(Entries from a point annotation set)
= = = =

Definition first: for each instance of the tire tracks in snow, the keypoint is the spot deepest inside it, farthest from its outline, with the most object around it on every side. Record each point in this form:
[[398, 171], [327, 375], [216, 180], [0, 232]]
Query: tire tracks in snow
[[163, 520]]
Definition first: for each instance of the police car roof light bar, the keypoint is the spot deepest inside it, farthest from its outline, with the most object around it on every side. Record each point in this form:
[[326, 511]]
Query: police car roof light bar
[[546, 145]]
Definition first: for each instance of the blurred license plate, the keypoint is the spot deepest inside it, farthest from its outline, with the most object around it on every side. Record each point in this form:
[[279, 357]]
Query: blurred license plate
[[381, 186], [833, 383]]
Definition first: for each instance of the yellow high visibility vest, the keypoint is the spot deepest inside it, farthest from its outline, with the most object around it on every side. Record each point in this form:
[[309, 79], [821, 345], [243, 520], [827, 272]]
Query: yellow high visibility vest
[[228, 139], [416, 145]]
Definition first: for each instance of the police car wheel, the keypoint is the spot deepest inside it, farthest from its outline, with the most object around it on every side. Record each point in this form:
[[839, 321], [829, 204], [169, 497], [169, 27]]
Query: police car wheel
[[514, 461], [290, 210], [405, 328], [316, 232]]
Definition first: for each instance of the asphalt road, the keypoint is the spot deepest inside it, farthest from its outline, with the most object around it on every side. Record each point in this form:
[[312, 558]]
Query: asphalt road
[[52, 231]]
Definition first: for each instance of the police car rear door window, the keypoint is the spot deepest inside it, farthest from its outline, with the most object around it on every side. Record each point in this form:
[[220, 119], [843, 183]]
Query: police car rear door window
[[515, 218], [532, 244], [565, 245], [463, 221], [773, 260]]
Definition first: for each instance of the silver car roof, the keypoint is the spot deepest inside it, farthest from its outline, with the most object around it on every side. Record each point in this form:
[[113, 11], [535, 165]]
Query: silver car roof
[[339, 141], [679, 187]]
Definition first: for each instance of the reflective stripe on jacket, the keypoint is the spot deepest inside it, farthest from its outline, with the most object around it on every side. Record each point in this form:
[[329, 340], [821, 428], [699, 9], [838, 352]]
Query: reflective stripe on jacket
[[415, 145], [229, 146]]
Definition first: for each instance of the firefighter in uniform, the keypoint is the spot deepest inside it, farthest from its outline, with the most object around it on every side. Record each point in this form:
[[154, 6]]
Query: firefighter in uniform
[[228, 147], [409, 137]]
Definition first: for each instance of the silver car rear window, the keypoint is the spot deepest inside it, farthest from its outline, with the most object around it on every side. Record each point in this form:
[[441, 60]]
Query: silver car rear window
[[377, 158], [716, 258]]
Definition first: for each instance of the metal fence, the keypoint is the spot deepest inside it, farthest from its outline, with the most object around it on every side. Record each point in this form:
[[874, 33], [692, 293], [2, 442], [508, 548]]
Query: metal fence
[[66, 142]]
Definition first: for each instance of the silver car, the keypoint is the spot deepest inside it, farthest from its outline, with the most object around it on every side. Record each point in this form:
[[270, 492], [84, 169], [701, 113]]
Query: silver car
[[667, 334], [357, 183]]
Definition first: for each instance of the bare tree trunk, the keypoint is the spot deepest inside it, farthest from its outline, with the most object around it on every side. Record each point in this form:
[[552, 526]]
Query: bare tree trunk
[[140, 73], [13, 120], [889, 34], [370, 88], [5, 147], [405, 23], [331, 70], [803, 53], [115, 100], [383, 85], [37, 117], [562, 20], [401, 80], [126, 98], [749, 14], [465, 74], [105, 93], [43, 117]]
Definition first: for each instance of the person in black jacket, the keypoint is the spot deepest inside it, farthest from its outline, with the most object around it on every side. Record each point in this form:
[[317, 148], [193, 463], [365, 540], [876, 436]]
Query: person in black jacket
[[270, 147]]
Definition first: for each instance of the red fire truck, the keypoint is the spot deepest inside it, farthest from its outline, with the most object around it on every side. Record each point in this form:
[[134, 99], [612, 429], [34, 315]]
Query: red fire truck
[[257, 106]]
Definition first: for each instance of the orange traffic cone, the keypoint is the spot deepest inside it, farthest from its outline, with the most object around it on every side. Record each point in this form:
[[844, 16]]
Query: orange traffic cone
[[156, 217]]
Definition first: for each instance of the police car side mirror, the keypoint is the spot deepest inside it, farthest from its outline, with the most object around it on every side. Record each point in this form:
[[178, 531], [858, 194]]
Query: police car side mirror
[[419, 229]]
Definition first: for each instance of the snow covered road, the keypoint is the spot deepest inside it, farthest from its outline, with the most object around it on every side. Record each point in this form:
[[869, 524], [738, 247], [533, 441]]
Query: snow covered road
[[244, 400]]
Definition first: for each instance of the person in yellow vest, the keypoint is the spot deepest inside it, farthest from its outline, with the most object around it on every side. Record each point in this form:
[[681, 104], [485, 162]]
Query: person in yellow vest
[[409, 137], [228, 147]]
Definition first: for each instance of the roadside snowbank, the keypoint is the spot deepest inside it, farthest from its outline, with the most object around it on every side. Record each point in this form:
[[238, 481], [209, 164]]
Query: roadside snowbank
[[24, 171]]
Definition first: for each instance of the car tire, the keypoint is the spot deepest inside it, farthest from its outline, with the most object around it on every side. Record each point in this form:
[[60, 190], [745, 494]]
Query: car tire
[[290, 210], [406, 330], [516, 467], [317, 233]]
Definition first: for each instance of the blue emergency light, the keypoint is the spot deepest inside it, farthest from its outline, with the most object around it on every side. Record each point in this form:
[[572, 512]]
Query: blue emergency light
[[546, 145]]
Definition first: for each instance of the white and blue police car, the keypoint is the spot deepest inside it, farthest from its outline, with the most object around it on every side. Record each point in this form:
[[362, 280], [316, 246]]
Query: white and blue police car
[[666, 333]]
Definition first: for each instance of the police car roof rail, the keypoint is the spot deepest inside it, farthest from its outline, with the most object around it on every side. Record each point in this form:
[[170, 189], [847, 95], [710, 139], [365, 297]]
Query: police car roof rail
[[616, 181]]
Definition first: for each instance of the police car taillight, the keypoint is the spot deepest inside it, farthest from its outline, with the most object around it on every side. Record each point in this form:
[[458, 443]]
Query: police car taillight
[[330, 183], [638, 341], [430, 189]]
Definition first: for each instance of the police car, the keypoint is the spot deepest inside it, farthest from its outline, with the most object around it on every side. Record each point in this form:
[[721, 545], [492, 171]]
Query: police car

= = = =

Request
Rewrite the data above with every "Query" switched to "Target", and leave everything else unchanged.

Response below
Definition first: for each instance of the tire tracks in snow, the keypoint is the spot deepest inside it, farthest from its outline, with the most object around it on every side. Record each point in this form:
[[398, 171], [327, 375], [216, 180], [0, 232]]
Target: tire tracks in snow
[[163, 520]]
Definition first: for each instance of the police car roof light bar, the keypoint is the spot deepest inside it, farthest from its outline, with the most object around it on every side. Record each point in this form:
[[326, 511]]
Target: police car roof light bar
[[546, 145]]
Definition first: for each instance of the blurred license plate, the keypoint is the spot deepest inside it, farthest from its outline, with the most object around it on every side. Record each point in this form:
[[279, 357]]
Target: blurred license plate
[[381, 186], [833, 383]]
Definition first: for each instance of the yellow high visibility vest, the keypoint is the spot deepest inside it, farthest from its outline, with the most object around it on every side. Record each point in this form:
[[309, 79], [821, 345], [243, 520], [827, 272]]
Target: yellow high visibility vest
[[228, 139], [416, 145]]
Definition first: for each instance of the police car wheel, the keypoint is the spot deepest inside it, farthest from its outline, with the most object around it on every side. Record each point in this form:
[[839, 321], [829, 204], [169, 497], [169, 27]]
Target: police car wheel
[[514, 461], [290, 210], [405, 328], [316, 232]]
Definition first: for each instance of the asphalt road, the keypoint is the spot deepest inside it, farthest from its outline, with the most object around it on every side. Record each point in this form:
[[312, 558]]
Target: asphalt road
[[52, 231]]
Definition first: for each instance of the police car rear door window, the keypoint is the spot deepest inside it, farthest from its outline, with the most object around it on every side. Record each point in this form:
[[220, 119], [843, 183]]
Target: police car rear door window
[[515, 218], [532, 244], [565, 245], [463, 221], [773, 260]]
Definition first: for each instance of the silver car roof, the keypoint is the spot deepest inside it, farthest from its outline, with the most object around it on every side. Record each point in this form:
[[113, 11], [535, 165]]
Target: silver car roof
[[339, 141], [679, 187]]
Definition first: for each instance of the reflective stripe on jacket, the keypoint is the spot deepest inside it, farthest from its outline, with the most object around it on every side. Record each point in this form:
[[329, 340], [821, 428], [699, 9], [838, 352]]
Target: reflective stripe on jacket
[[415, 145], [229, 146]]
Definition first: for each instance of the firefighter in uniform, the keypoint is the spot deepest inside it, farthest from its outline, with the most object around it on every side. Record each point in this form:
[[154, 6]]
Target: firefighter in uniform
[[228, 147], [409, 137]]
Definition first: for each instance of the silver car rear window, the keypoint is the spot deepest inside it, farthest from its outline, with the most object around it on every side. Record each point in this form:
[[441, 60]]
Target: silver car rear window
[[377, 158], [716, 258]]
Definition first: for each instance of the metal fence, the keypoint is the spot deepest inside it, farthest from its outline, with the most object around it on every side. Record each point in this form:
[[874, 33], [692, 293], [2, 442], [508, 548]]
Target: metal fence
[[66, 142]]
Definition first: for each instance of the silver car, the keypoint is the spot deepest inside it, farthest from its outline, with the most object around it on every side. Record each point in this form:
[[270, 492], [84, 169], [701, 113]]
Target: silver car
[[667, 334], [357, 183]]
Definition first: for each instance of the bare tree trunk, the keypoint is the spot deepest inside it, farthest from its outline, with the most object around it on every side. Record each point in this form:
[[552, 526]]
Target: bare tree trunk
[[140, 73], [13, 120], [889, 34], [370, 88], [5, 147], [405, 23], [331, 70], [803, 53], [115, 100], [383, 85], [37, 117], [562, 20], [401, 80], [126, 98], [749, 14], [465, 74], [105, 93], [43, 117]]
Definition first: for each instance of the person in black jacket, the keypoint is the spot deepest inside it, farthest from its outline, with the most object around it on every side. Record each point in this form:
[[317, 148], [193, 463], [365, 540], [876, 436]]
Target: person in black jacket
[[270, 147]]
Definition first: for each instance of the red fire truck, the keypoint is the spot deepest inside it, farthest from its outline, with the most object around it on every side. Record each point in this form:
[[134, 99], [612, 429], [34, 315]]
Target: red fire truck
[[257, 106]]
Definition first: for each instance of the orange traffic cone, the keypoint is the spot deepest inside it, farthest from its outline, with the most object around it on every side. Record each point in this form:
[[844, 16]]
Target: orange traffic cone
[[156, 217]]
Definition first: for each instance of the police car side mirror, the keypoint is the spot deepest inside it, farthest from its outline, with the most object around it on every side. Record each point in this form:
[[178, 531], [858, 194]]
Target: police car side mirror
[[419, 229]]
Definition first: for each instance of the snow covered road, the keypoint is the spot deepest inside it, farthest from its outline, with the most object around it on every side. Record each point in this form:
[[869, 524], [738, 247], [533, 441]]
Target: snow covered road
[[244, 400]]
Definition first: for each instance of the person in yellow vest, the keypoint is the spot deepest inside it, farthest from its outline, with the most object around it on every side. Record each point in this form:
[[681, 104], [485, 162]]
Target: person in yellow vest
[[409, 137], [228, 147]]
Definition first: for each instance of the roadside snowbank, the keypoint is the spot deepest inside it, farthest from its outline, with the most object around it on every side. Record each point in this form:
[[238, 481], [209, 164]]
Target: roadside snowbank
[[24, 171]]
Definition first: for each instance of the car tire, the keypoint is the spot deepest inside it, farthest from its outline, with the most object around it on every side. Record each point in this form:
[[60, 190], [745, 494]]
Target: car tire
[[290, 210], [406, 330], [516, 467], [317, 233]]
Definition first: for each instance of the blue emergency light, the keypoint is the spot deepest inside it, farthest from its outline, with the most object around it on every side. Record each point in this form:
[[572, 512]]
Target: blue emergency light
[[546, 145]]
Definition first: for each instance of the white and blue police car, the keypoint is the spot deepest inside it, farthest from its outline, with the most object around it on every side. Record each point in this form:
[[362, 280], [316, 246]]
Target: white and blue police car
[[666, 333]]
Definition first: for each instance of the police car roof rail, the keypoint is the spot deepest inside it, farthest from its outline, with the most object around it on every side. Record each point in this form:
[[170, 189], [847, 95], [710, 139], [365, 297]]
Target: police car roof rail
[[616, 181]]
Definition first: for each instance of the police car taillight, the keypoint is the spot deepest inside it, farthest from its outline, with the most object around it on every side. Record each point in this form:
[[458, 443]]
Target: police car taillight
[[330, 183], [638, 341], [430, 189]]
Definition first: for each instance of the police car, the keypoint is the spot deepest inside it, farthest from its outline, with the most object around it on every side. Record each point in this form:
[[721, 545], [492, 171]]
Target: police car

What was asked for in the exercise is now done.